Alla fine degli anni ottanta ed inizio novanta, anche la Fiat cominciò ad essere investita in pieno nelle sue componenti organizzative, tecnologiche, relazionali dai mutamenti derivanti dalla globalizzazione della competizione e fu, di conseguenza, sollecitata a rifondare le sue logiche basate sino a quel momento sui paradigmi della produzione di massa.
In particolare il contesto europeo in cui operava l’industria automobilistica andava caratterizzandosi da una sempre maggiore competitività fra le aziende costruttrici, dal venir meno del contingentamento delle vetture giapponesi e coreane e da un mercato la cui complessità era ormai determinata da una clientela sempre più evoluta ed esigente.
Tutti i grandi costruttori europei si dovettero impegnare nella elaborazione di propri progetti di evoluzione strategica, di cui uno dei postulati fondamentali era rappresentato dal fatto che prodotti tecnologicamente avanzati, competitivi nei costi e posizionati su standard qualitativi eccellenti, presupponevano tecnologie di processo all’avanguardia, applicazione dei più sofisticati sistemi di logistica industriale ed elevata utilizzazione degli impianti.

※ ※ ※

PROBLEMA BREVE A:
Riporta i record come CSV a due colonne, "compito" e "valore": inizia dalla riga che contiene "For this dataset, tag each instance of the flower head" e fermati dopo quella che contiene "[[679, 486], [1144, 273]]". Metti ogni testo con la sua risposta su una riga, ciascuno in un solo campo tra virgolette e con gli a capo trasformati in spazi.
Il brano e i record provengono da fonti diverse.

※ ※ ※

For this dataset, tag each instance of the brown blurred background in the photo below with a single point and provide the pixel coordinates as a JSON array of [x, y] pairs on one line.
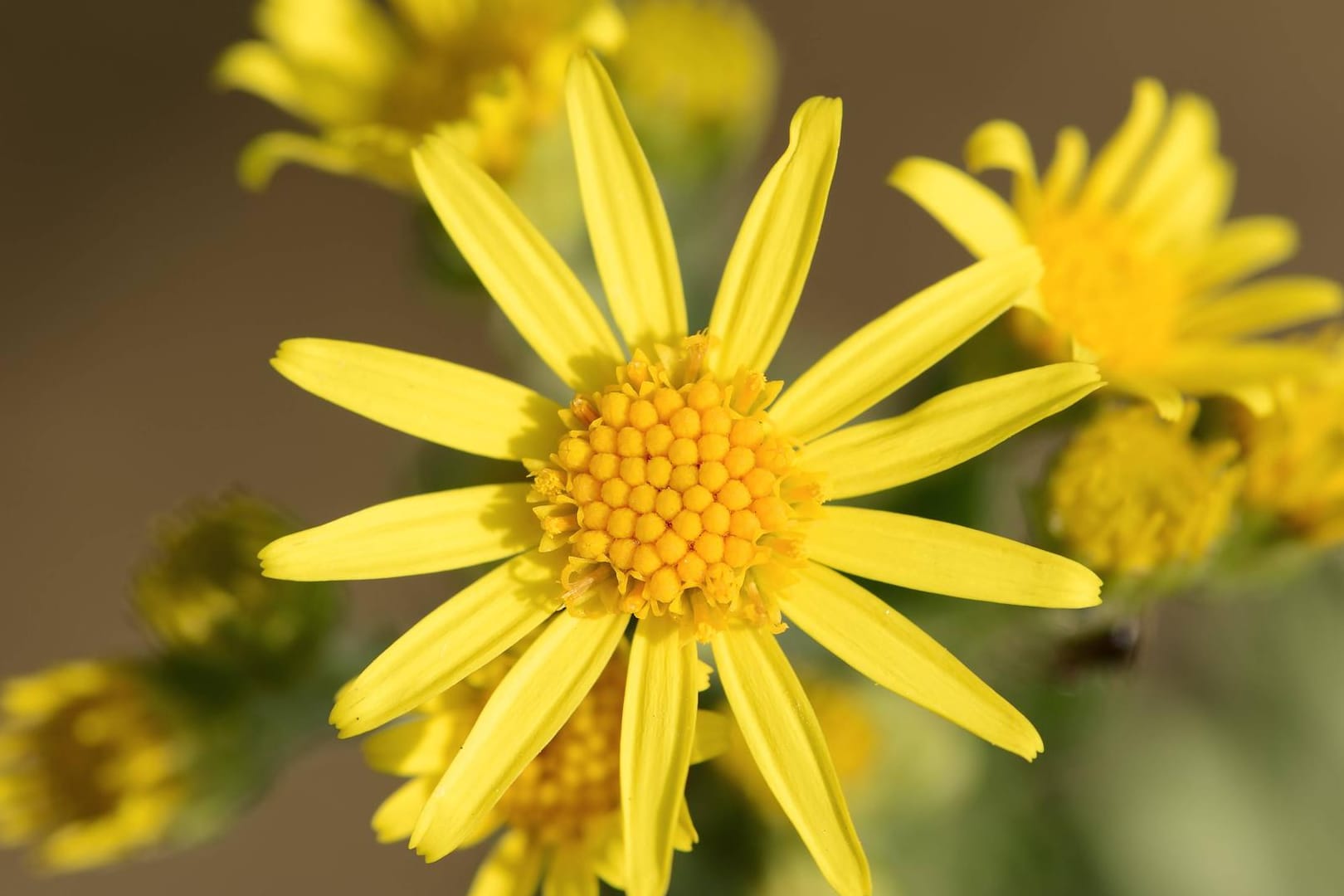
[[144, 292]]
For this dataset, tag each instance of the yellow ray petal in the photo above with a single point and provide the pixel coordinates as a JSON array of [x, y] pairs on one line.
[[941, 558], [457, 638], [972, 212], [528, 707], [526, 275], [396, 817], [514, 868], [436, 401], [632, 240], [656, 738], [1059, 186], [1244, 247], [773, 250], [1264, 306], [409, 536], [782, 733], [1003, 145], [945, 430], [879, 642], [1120, 160], [903, 343]]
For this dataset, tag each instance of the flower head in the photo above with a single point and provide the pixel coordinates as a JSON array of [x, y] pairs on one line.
[[1131, 492], [1144, 273], [374, 82], [747, 468], [90, 765]]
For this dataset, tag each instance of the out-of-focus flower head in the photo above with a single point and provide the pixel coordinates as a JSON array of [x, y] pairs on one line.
[[1132, 494], [1294, 457], [202, 592], [562, 815], [373, 82], [1144, 273], [91, 765], [699, 80]]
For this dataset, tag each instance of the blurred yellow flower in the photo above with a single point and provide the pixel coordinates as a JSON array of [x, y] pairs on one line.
[[374, 82], [562, 816], [1131, 492], [1144, 275], [90, 772], [667, 490], [1294, 457]]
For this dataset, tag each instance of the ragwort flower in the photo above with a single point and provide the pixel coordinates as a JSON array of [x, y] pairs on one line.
[[679, 486], [1144, 273]]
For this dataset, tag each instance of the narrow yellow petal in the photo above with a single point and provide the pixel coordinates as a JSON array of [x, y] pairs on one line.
[[1118, 162], [514, 868], [527, 277], [945, 430], [409, 536], [632, 240], [941, 558], [1244, 247], [1003, 145], [773, 251], [903, 343], [396, 818], [972, 212], [656, 738], [436, 401], [1264, 306], [457, 638], [880, 644], [782, 731], [528, 707]]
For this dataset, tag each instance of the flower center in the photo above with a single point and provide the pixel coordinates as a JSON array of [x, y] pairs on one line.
[[678, 484], [1110, 293], [576, 778]]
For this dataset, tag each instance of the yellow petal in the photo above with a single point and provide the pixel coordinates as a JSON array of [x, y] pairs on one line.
[[941, 558], [972, 212], [632, 240], [457, 638], [409, 536], [1264, 306], [656, 737], [436, 401], [1003, 145], [1118, 162], [396, 817], [1244, 247], [773, 250], [903, 343], [527, 709], [880, 644], [514, 868], [945, 430], [526, 275], [782, 731]]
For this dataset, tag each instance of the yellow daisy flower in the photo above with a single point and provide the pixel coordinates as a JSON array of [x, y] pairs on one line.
[[562, 816], [89, 772], [678, 486], [374, 82], [1144, 273]]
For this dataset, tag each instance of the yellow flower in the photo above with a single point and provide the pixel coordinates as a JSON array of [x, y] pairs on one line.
[[89, 772], [675, 489], [374, 82], [1294, 457], [562, 816], [1131, 492], [1144, 273]]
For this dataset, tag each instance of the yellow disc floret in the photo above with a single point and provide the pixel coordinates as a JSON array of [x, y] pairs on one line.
[[678, 484]]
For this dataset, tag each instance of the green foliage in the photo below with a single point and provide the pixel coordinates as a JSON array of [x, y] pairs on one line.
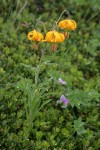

※ ※ ※

PROBLEMA BREVE B:
Nel brano sulla Fiat, riscrivi il passo che comincia con le parole "Tutti i grandi" e si chiude con "utilizzazione degli impianti.", sostituendo "costruttori europei" con "produttori europei".

SOLUZIONE SCRITTA A:
compito,valore
"For this dataset, tag each instance of the flower head in the photo above with a single point and provide the pixel coordinates as a JSON array of [x, y] pairs on one line.","[[1131, 492], [1144, 273], [374, 82], [747, 468], [90, 765]]"
"For this dataset, tag each instance of the out-of-focus flower head in the photo above with a single point and provide the pixel coordinates as a JSON array of [x, y] pairs on one line.","[[1132, 494], [1294, 457], [202, 592], [562, 815], [373, 82], [1144, 273], [91, 765], [699, 80]]"
"For this dataset, tag each instance of the blurred yellow flower in the photo above with a single point and provide the pixel coordinates as a JSON array of [x, y] pairs on one line.","[[374, 82], [562, 816], [1131, 492], [1144, 275], [90, 772], [667, 490], [1294, 457]]"
"For this dataset, tag each instance of the ragwort flower in the photo above with a single point and provide the pixel coordinates as a JSON array of [x, y] pairs on one line.","[[679, 486], [1144, 273]]"

SOLUZIONE SCRITTA B:
Tutti i grandi produttori europei si dovettero impegnare nella elaborazione di propri progetti di evoluzione strategica, di cui uno dei postulati fondamentali era rappresentato dal fatto che prodotti tecnologicamente avanzati, competitivi nei costi e posizionati su standard qualitativi eccellenti, presupponevano tecnologie di processo all’avanguardia, applicazione dei più sofisticati sistemi di logistica industriale ed elevata utilizzazione degli impianti.